***** Data for analysis

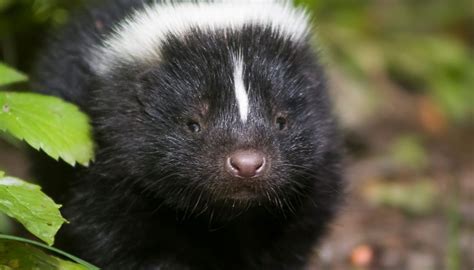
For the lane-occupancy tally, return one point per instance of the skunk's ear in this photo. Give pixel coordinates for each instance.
(139, 38)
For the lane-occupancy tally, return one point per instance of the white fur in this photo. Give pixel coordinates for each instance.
(239, 88)
(140, 37)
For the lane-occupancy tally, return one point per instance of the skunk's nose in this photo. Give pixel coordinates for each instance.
(246, 164)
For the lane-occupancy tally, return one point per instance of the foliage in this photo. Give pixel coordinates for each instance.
(47, 123)
(15, 255)
(62, 131)
(26, 203)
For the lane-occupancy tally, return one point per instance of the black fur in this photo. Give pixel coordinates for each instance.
(157, 196)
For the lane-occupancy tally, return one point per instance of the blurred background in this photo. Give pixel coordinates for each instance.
(402, 77)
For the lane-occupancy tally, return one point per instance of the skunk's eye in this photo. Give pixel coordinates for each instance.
(194, 126)
(281, 122)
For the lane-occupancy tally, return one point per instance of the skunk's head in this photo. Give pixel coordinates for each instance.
(215, 105)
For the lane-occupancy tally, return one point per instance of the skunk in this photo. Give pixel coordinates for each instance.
(216, 147)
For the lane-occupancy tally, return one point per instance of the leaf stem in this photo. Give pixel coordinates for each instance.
(55, 250)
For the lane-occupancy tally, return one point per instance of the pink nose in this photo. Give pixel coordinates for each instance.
(246, 164)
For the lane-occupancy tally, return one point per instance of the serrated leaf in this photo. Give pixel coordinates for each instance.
(14, 255)
(47, 123)
(9, 75)
(27, 204)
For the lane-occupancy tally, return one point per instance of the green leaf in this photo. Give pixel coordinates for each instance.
(9, 75)
(47, 123)
(50, 250)
(26, 203)
(15, 255)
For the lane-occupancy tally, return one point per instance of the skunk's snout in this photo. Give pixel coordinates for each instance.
(246, 164)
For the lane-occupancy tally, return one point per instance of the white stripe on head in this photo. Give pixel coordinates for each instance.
(239, 87)
(140, 37)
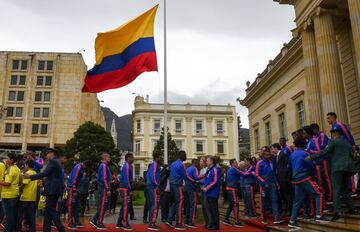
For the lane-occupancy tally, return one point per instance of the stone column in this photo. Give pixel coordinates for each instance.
(354, 9)
(312, 76)
(331, 80)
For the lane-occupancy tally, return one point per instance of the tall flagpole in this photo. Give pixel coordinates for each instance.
(165, 93)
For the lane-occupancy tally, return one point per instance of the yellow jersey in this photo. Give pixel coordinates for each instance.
(12, 176)
(30, 188)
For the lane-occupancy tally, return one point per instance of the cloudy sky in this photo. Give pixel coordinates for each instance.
(214, 46)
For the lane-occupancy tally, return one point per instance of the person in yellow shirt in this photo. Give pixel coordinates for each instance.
(10, 192)
(27, 206)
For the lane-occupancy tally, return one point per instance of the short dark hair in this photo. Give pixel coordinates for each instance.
(300, 142)
(29, 163)
(332, 114)
(315, 126)
(12, 156)
(276, 145)
(128, 155)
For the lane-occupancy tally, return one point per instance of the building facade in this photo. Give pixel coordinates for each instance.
(197, 129)
(315, 73)
(42, 96)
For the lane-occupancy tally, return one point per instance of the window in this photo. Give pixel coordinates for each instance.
(38, 96)
(300, 113)
(19, 65)
(17, 128)
(10, 112)
(45, 112)
(199, 147)
(13, 80)
(12, 95)
(257, 139)
(36, 113)
(48, 80)
(199, 127)
(282, 125)
(178, 144)
(137, 146)
(44, 129)
(268, 133)
(45, 65)
(8, 128)
(220, 147)
(39, 81)
(138, 126)
(18, 111)
(137, 170)
(20, 96)
(46, 96)
(219, 127)
(35, 129)
(178, 126)
(157, 126)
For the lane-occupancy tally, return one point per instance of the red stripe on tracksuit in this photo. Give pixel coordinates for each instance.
(153, 221)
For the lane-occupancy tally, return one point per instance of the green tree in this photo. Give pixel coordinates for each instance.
(172, 148)
(88, 143)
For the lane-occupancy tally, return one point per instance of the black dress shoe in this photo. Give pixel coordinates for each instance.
(335, 217)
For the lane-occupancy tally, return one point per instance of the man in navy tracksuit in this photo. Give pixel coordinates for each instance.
(190, 190)
(211, 188)
(73, 205)
(268, 186)
(232, 186)
(177, 178)
(103, 179)
(126, 178)
(152, 190)
(302, 170)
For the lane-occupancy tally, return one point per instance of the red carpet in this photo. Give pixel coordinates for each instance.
(143, 227)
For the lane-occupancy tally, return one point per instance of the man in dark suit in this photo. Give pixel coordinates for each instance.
(281, 168)
(53, 188)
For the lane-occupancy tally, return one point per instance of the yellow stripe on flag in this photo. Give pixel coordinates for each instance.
(116, 41)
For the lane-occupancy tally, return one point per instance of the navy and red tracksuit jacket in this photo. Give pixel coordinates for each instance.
(103, 177)
(302, 169)
(346, 134)
(265, 173)
(75, 176)
(212, 182)
(177, 173)
(126, 176)
(153, 175)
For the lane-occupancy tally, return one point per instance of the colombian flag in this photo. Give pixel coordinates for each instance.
(123, 54)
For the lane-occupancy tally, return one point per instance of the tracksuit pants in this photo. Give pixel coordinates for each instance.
(176, 208)
(73, 207)
(341, 190)
(153, 200)
(51, 215)
(212, 209)
(26, 213)
(102, 206)
(301, 190)
(191, 209)
(125, 206)
(269, 196)
(250, 207)
(233, 204)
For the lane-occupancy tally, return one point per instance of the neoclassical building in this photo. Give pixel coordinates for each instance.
(315, 73)
(41, 92)
(198, 129)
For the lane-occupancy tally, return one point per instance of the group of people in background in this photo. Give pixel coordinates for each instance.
(304, 177)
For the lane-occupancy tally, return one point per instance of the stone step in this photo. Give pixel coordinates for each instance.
(326, 227)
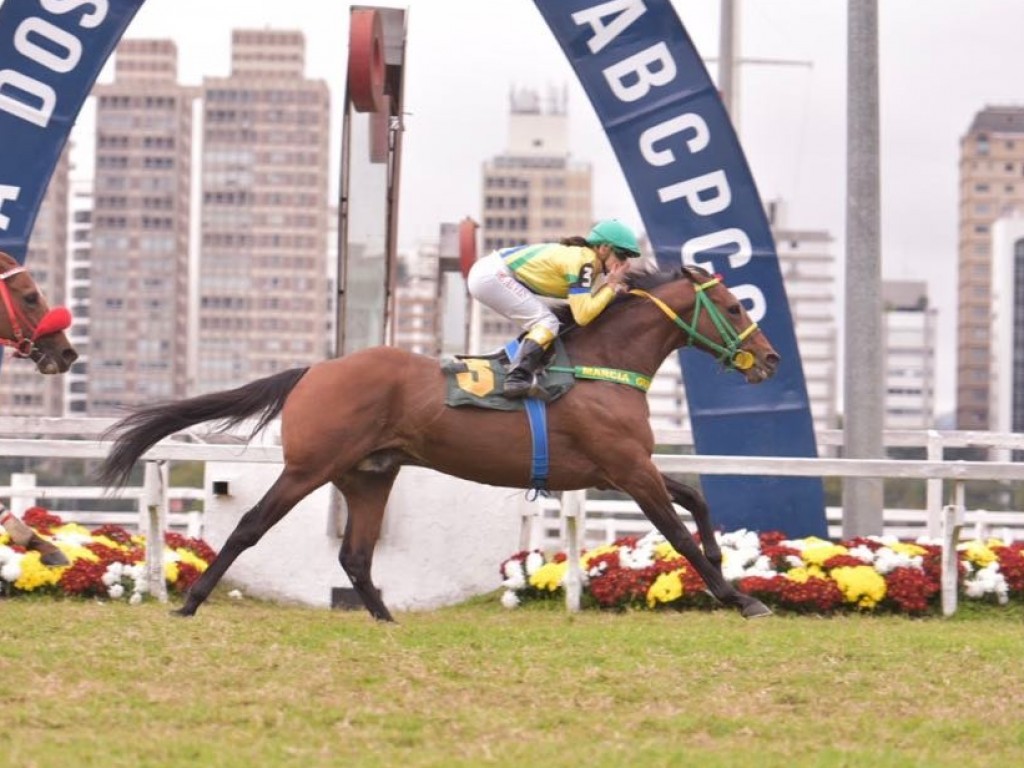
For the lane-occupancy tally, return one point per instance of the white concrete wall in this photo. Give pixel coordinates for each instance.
(442, 542)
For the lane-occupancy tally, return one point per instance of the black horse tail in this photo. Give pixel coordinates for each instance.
(143, 428)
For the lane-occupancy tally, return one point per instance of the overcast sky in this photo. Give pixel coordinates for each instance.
(941, 60)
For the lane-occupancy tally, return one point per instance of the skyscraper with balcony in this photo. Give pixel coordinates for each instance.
(262, 271)
(909, 326)
(532, 193)
(139, 260)
(23, 390)
(991, 185)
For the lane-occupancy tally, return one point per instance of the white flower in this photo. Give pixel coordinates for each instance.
(11, 569)
(988, 581)
(862, 552)
(636, 558)
(534, 561)
(514, 578)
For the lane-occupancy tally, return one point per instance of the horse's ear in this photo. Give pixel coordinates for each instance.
(55, 321)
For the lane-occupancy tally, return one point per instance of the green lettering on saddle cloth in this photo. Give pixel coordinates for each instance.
(479, 381)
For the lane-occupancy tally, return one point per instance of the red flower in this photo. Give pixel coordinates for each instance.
(40, 519)
(909, 590)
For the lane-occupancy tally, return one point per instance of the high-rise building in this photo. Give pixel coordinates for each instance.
(23, 390)
(79, 295)
(262, 274)
(1007, 377)
(140, 224)
(808, 270)
(532, 193)
(991, 184)
(909, 327)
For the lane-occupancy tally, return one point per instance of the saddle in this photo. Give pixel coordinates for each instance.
(478, 380)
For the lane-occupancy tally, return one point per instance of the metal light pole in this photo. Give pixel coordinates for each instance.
(864, 393)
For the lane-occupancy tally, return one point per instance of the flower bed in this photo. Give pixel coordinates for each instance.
(107, 562)
(808, 576)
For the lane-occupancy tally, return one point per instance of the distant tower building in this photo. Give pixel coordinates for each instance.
(139, 265)
(1007, 387)
(808, 270)
(79, 296)
(991, 184)
(23, 390)
(262, 275)
(909, 343)
(532, 193)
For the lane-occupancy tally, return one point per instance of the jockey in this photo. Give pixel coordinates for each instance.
(510, 282)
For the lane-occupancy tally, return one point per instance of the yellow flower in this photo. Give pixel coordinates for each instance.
(35, 574)
(860, 584)
(979, 554)
(817, 551)
(666, 551)
(667, 587)
(803, 573)
(549, 577)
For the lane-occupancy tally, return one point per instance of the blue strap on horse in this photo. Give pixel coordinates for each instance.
(537, 415)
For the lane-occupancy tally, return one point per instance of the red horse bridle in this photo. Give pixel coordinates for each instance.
(24, 343)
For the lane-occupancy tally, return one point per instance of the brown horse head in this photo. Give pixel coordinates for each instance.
(713, 320)
(28, 325)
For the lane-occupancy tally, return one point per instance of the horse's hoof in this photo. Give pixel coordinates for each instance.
(54, 559)
(756, 609)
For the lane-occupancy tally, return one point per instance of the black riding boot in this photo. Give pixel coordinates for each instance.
(520, 378)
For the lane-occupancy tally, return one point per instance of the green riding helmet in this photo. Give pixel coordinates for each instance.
(616, 235)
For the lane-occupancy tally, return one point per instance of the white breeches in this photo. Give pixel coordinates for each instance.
(492, 284)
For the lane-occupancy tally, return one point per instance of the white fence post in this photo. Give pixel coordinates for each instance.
(20, 504)
(952, 521)
(573, 504)
(154, 523)
(933, 486)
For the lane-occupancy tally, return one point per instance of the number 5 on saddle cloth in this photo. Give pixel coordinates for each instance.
(479, 381)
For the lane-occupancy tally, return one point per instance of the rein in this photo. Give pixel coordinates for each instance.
(730, 353)
(55, 321)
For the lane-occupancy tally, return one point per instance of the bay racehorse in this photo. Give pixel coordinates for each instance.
(33, 330)
(355, 421)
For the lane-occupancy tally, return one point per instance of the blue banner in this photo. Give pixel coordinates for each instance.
(699, 205)
(51, 52)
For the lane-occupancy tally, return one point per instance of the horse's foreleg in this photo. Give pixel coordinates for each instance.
(286, 492)
(366, 496)
(691, 499)
(645, 484)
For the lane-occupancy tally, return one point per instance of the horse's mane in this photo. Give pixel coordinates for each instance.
(644, 281)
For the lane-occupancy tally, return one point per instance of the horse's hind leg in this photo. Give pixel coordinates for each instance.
(366, 496)
(691, 499)
(644, 483)
(287, 491)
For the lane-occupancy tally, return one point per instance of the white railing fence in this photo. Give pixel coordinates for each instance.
(81, 438)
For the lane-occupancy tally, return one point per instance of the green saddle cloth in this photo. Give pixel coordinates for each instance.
(479, 381)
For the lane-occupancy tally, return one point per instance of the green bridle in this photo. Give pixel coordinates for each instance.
(728, 353)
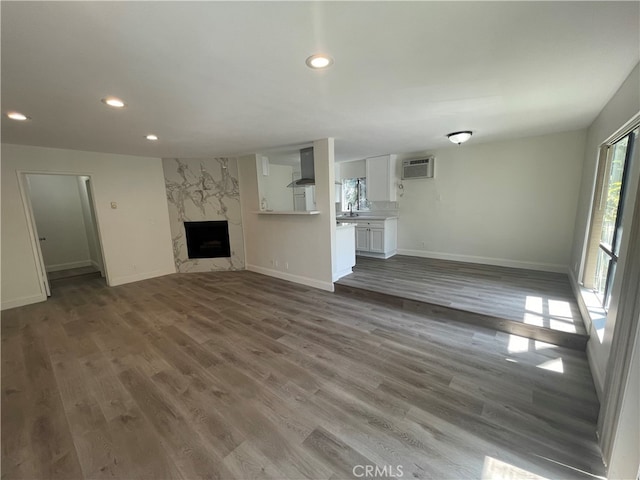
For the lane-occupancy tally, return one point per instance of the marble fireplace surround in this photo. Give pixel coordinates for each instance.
(204, 190)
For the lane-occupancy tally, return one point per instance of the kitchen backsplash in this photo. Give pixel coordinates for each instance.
(376, 208)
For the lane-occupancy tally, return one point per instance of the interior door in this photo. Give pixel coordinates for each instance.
(44, 280)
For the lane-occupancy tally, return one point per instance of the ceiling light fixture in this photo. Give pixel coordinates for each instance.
(460, 137)
(114, 102)
(319, 61)
(18, 116)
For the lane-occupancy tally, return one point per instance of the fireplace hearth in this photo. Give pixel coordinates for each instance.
(208, 239)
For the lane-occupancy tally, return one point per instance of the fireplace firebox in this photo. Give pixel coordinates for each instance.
(208, 239)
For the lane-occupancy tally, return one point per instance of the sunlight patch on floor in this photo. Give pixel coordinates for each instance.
(554, 365)
(543, 345)
(560, 308)
(494, 469)
(518, 344)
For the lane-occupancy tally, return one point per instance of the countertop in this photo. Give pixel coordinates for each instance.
(365, 217)
(341, 225)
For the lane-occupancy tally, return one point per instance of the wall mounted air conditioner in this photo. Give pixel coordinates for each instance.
(419, 168)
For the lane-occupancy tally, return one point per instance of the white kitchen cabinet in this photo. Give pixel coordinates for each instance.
(377, 238)
(382, 178)
(362, 238)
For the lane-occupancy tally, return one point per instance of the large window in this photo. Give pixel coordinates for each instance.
(354, 194)
(606, 235)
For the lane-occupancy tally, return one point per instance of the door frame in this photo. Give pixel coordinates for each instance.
(23, 186)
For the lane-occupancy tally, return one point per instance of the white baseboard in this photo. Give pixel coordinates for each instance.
(596, 375)
(500, 262)
(19, 302)
(115, 281)
(598, 380)
(310, 282)
(68, 266)
(342, 273)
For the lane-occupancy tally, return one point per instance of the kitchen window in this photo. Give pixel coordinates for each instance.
(608, 210)
(354, 192)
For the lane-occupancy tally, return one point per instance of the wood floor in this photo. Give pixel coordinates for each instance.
(538, 301)
(237, 375)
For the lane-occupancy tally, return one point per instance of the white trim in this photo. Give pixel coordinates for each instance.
(310, 282)
(21, 301)
(338, 275)
(32, 228)
(500, 262)
(596, 374)
(385, 255)
(140, 276)
(69, 265)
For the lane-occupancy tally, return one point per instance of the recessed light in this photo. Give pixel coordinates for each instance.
(114, 102)
(460, 137)
(18, 116)
(319, 61)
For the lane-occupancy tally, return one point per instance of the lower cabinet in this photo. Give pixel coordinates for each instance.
(376, 238)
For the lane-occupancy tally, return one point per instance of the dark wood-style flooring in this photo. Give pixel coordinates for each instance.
(537, 304)
(238, 375)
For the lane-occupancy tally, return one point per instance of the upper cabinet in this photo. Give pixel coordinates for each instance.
(381, 178)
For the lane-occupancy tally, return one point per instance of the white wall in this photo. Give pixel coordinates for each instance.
(354, 169)
(510, 203)
(274, 187)
(57, 208)
(91, 227)
(622, 107)
(306, 243)
(136, 238)
(626, 447)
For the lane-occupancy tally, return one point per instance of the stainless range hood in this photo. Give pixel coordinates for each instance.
(307, 169)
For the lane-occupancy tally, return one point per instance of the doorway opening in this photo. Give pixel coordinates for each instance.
(68, 246)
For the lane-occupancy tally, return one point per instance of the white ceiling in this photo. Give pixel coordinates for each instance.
(226, 78)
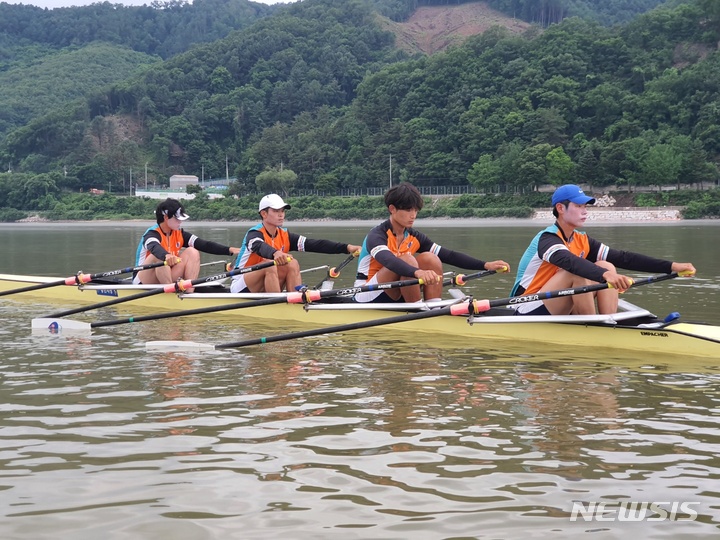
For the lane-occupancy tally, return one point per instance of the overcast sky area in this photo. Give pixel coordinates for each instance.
(67, 3)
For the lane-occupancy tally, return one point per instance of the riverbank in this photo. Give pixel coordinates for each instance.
(615, 214)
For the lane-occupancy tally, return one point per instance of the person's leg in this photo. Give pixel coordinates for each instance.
(581, 304)
(265, 280)
(289, 276)
(408, 294)
(607, 299)
(189, 265)
(430, 261)
(151, 276)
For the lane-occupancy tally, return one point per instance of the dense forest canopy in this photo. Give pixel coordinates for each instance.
(319, 88)
(163, 28)
(543, 12)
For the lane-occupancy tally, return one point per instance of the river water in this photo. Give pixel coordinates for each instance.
(362, 435)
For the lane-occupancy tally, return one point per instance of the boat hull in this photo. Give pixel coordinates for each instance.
(593, 332)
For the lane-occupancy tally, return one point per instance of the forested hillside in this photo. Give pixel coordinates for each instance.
(606, 12)
(55, 78)
(163, 28)
(319, 88)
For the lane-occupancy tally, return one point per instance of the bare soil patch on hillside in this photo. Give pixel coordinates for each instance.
(435, 28)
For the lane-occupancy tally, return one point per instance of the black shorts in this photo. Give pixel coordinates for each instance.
(540, 310)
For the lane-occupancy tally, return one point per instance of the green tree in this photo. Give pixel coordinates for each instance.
(276, 181)
(560, 168)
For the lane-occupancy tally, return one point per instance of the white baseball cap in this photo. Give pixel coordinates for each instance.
(273, 201)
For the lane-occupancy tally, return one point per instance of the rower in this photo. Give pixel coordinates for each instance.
(560, 257)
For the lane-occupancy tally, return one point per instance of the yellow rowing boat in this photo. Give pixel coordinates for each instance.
(632, 329)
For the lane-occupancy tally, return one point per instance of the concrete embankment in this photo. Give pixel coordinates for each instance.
(664, 213)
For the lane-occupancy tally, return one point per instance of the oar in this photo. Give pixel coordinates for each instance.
(81, 278)
(298, 297)
(177, 287)
(334, 272)
(471, 307)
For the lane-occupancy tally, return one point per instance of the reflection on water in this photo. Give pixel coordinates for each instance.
(343, 435)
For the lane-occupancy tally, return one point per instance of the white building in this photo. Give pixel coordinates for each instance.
(180, 181)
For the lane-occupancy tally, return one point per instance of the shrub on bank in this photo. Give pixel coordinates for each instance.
(85, 206)
(9, 215)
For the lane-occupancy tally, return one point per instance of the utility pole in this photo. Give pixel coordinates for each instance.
(390, 170)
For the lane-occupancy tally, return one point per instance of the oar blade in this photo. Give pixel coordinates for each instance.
(51, 325)
(178, 346)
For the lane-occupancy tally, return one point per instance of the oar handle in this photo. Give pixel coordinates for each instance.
(180, 286)
(479, 306)
(184, 284)
(80, 279)
(465, 308)
(335, 271)
(308, 296)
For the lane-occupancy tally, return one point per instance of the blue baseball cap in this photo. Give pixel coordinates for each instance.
(572, 193)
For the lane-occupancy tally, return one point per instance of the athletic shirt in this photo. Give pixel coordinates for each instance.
(381, 249)
(534, 271)
(247, 257)
(171, 243)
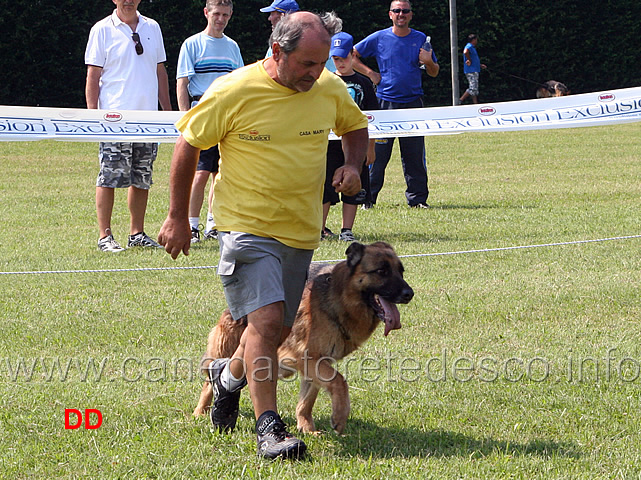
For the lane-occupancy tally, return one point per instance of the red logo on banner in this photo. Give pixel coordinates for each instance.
(113, 116)
(487, 110)
(97, 415)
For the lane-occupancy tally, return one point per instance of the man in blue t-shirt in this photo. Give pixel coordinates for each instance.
(471, 68)
(203, 58)
(399, 54)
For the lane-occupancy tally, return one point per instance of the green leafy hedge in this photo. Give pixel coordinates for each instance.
(589, 46)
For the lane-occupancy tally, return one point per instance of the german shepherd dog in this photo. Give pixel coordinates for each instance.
(340, 308)
(552, 88)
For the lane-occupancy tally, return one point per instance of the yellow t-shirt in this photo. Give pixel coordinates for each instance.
(273, 142)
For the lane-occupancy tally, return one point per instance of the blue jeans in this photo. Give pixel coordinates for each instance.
(412, 159)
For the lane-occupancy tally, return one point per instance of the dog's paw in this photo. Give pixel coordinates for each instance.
(305, 425)
(200, 411)
(339, 426)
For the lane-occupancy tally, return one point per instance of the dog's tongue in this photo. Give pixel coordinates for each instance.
(392, 315)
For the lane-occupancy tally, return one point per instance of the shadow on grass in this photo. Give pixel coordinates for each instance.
(365, 439)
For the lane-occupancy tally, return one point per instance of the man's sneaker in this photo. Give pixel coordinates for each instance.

**********

**Problem description**. Every line from the one containing "of the shadow" to the final line of the listing above should be set down exactly, with nothing added.

**Solution**.
For the lane-occupancy tally, return one point per instance of the shadow on grass in this photo. Give pixel coordinates for each instance.
(365, 439)
For the lane-occupancy tally, return one point per instance of the man's sneaker in this photo. Give pixel coordinates for each instance.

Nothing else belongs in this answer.